KT is still only 27, but he believes the way young players come into the game has changed just during the course of his own career: “I made my debut at 17, so it’s 10 years ago, but even then, I had jobs to do around the team. I would clean the boots, help get the balls and cones ready for training for the first-team. You had to earn the respect of the first-team, and it takes time. It can take a lot of games, not after a single training session. It takes time to earn respect and I think that’s how it should be. It’s a tough trade to be in, so it’s not meant to be easy.”
It’s clear that he had the right attitude to succeed in football from very early on, but does he look back now and identify a particular moment or year when things clicked, and he made a big stride forward in his development?
“I always, always tried to work my hardest,” he explains, “but when we went full-time and got contracts at 16, I got just a one-year deal, and it was on lower money than everyone else.
“Basically it was the club saying: ‘Let’s see how he is for a year.’ Some of the others got two or three-year deals, but I got one year. So it was that year, I said to myself: ‘I’ve got nothing to lose now, let’s just work harder than everyone, enjoy it, and see where it takes me.’
“I knew that if Celtic didn’t want me, that’s down to them, but it was down to me to give absolutely everything. And that year, I didn’t achieve anything great, but I was consistent.
“Our left-back for that age group moved up a year, so the spot came free and I played a lot of games. At the end of the year I got another deal, and that was the year that I made my debut at 17. So I think the year before that was massive, because it could have gone the other way for me. Getting a semi-rejection at that age with just a one-year deal could have set me back, but that really helped inspire me.”
"It takes time to earn respect and I think that’s how it should be. It’s a tough trade to be in, so it’s not meant to be easy"


Getting his first big chance, he says, was not necessarily down to his performances, but how he behaved off the pitch and in training.
“When we moved up to the under-20s,” he continues, “I was 17, the first-team manager at the time was Ronny Deila, with his assistants John Collins and John Kennedy, and those three seemed to love me from the start.
“They saw my work ethic. I was a young boy, very raw, technique all over the place, not the finished article by any means, but they saw something they could work with.

Object pointing dataset rows:
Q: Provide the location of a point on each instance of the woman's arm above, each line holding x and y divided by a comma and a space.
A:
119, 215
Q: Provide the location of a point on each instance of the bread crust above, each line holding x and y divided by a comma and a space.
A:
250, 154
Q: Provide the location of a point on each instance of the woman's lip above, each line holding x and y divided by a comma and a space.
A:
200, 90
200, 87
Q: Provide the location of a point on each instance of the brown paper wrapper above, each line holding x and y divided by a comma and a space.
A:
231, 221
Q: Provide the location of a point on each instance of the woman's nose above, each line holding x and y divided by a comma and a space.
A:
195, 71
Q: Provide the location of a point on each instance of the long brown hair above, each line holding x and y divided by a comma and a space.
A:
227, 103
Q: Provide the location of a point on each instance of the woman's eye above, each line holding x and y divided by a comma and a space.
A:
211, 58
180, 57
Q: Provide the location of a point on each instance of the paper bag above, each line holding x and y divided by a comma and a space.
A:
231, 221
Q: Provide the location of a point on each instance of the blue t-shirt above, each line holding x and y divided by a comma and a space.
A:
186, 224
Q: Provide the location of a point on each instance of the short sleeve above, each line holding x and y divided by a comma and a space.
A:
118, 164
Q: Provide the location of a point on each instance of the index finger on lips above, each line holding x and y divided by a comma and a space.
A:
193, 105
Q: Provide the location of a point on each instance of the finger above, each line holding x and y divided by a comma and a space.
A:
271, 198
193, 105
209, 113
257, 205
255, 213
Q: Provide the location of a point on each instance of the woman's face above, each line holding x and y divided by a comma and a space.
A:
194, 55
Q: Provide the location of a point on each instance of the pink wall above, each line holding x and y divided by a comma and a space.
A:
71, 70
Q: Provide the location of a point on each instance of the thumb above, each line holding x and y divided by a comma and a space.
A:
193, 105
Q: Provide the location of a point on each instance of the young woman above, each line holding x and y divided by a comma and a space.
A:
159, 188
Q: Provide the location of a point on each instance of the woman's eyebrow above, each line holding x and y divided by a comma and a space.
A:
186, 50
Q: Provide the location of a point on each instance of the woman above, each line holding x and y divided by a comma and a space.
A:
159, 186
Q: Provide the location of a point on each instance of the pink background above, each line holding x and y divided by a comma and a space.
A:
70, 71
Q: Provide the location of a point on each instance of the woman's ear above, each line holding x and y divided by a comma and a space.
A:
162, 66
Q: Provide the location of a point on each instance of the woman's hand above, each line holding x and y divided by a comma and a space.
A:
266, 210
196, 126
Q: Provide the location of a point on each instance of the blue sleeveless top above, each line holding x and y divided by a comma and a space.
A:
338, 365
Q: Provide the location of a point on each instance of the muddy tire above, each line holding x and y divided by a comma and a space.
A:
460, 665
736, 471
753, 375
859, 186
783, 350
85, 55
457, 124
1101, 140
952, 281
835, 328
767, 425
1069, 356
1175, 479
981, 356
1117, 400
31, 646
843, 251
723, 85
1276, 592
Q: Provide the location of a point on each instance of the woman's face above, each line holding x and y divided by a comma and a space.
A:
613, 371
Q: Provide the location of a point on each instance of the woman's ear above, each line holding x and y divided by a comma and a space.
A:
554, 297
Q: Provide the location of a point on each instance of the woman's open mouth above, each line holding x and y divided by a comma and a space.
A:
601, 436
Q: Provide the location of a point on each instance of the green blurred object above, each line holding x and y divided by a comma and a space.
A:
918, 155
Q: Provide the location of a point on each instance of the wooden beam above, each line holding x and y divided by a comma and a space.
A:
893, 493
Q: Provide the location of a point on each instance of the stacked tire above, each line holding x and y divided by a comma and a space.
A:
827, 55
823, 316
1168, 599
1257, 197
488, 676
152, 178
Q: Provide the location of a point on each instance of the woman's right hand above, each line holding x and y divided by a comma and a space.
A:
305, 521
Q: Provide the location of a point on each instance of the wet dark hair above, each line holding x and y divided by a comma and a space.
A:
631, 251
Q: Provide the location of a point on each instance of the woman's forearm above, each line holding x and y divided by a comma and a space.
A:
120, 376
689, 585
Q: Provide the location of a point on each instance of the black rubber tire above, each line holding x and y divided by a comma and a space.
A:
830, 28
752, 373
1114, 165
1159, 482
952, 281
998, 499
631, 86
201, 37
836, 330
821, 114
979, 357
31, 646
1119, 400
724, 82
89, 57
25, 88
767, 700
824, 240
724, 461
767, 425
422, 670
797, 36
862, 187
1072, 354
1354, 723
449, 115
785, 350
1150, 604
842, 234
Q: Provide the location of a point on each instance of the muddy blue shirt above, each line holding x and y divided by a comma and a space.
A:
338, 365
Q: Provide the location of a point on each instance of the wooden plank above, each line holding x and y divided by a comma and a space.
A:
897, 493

§ Job 1
In the interview excerpt, how long was the contract KT got when the players went full-time at 16?
§ Job 2
Repeat the part of the interview excerpt between "It’s clear that" and "than everyone else.", inclusive.

§ Correct result 1
A one-year deal

§ Correct result 2
It’s clear that he had the right attitude to succeed in football from very early on, but does he look back now and identify a particular moment or year when things clicked, and he made a big stride forward in his development?
“I always, always tried to work my hardest,” he explains, “but when we went full-time and got contracts at 16, I got just a one-year deal, and it was on lower money than everyone else.